Selection
********

As the data structure (especially for bigger datasets) can be to large for the RAM or VRAM (atleast at the time of the release of the paper) not the complete adjacency matrix let alone each detail level could be present in the cache (RAM or VRAM). The tile manager is used for the loading the correct detail level and has the ability to temporarily present a lower detail level during the loading process. The policy for choosing which tiles to keep in the caches is the least recently used (LRU) policy which discards the tile that wasn't used for the longest when a new tile needs to be cached and the cache is already full.

### d) How does ZAME aggregate nominal attributes? Why is that problematic?

As there is no immediatly obvious way for nominal attributes to be aggregated ZAME uses the first label that represents the whole aggregate. This method fails to capture the diversity of the whole aggregate and can also be quite arbitrary depending on the ordering of labels.

### e) Why is the Traveling Salesman Problem relevant to adjacency matrix based graph visualization?

ZAME uses an aproximation algorithm for the TSP to find good orderings of adjacency matrices for graphs with relativly dissimilar weighted edges. The desired ordering of vertices to build good local structures probably arises from the need to travel to each vertex of a highly interconnected cluster in quick succession to achieve the shortest route.

### f) In the pseudocode listed in the paper’s Figure 4, some modifications are highlighted in boldface, on lines starting with a bar. What is the purpose of these modifications?

The bold-faced parts of the algorithm exist to spread the pivot point equally around the subtrees. Without the penalization the algorithm would prioritize the 2 largest subtrees and therefore misrepresent the rest of the data.

## Task 3

In [1]:
from dash import Dash, html, State, dcc, callback, Output, Input
import pandas as pd
import plotly.express as px
import plotly.graph_objects as go
from sklearn.decomposition import PCA
from sklearn.manifold import Isomap, TSNE

In [2]:
df = pd.read_excel('Data_Cortex_Nuclear.xls').dropna()
df_filt = df[df['class'].isin(['t-CS-s', 'c-CS-s'])].reset_index(drop=True)
classes = df_filt['class']
df_filt = df_filt.drop(columns=['MouseID', 'Genotype', 'Treatment', 'Behavior', 'class'])

df_filt_classes = df_filt.copy()
df_filt_classes['class'] = classes

In [3]:
pca = PCA(n_components=2)
df_pca = pd.DataFrame(pca.fit_transform(df_filt))
df_pca['class'] = classes

iso = Isomap(n_neighbors=8)
df_iso = pd.DataFrame(iso.fit_transform(df_filt))
df_iso['class'] = classes

tsne = TSNE(perplexity=5.0)
df_tsne = pd.DataFrame(tsne.fit_transform(df_filt))
df_tsne['class'] = classes

In [4]:
app = Dash()

********

Information provided
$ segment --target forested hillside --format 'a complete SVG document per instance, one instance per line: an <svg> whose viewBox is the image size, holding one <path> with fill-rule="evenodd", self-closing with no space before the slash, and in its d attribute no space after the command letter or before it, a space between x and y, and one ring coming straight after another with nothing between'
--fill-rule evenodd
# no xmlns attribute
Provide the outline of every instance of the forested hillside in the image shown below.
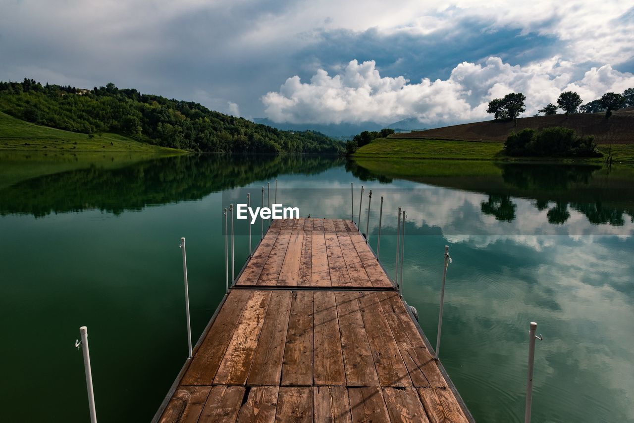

********

Exercise
Condense the paragraph of the ZAME text that begins "The bold-faced parts" into a single shorter sentence that keeps its main facts. The lines have no connection to the text.

Exercise output
The boldface parts of the algorithm spread the pivot point evenly across the subtrees, since without this penalization the algorithm would favor the two largest subtrees and misrepresent the rest of the data.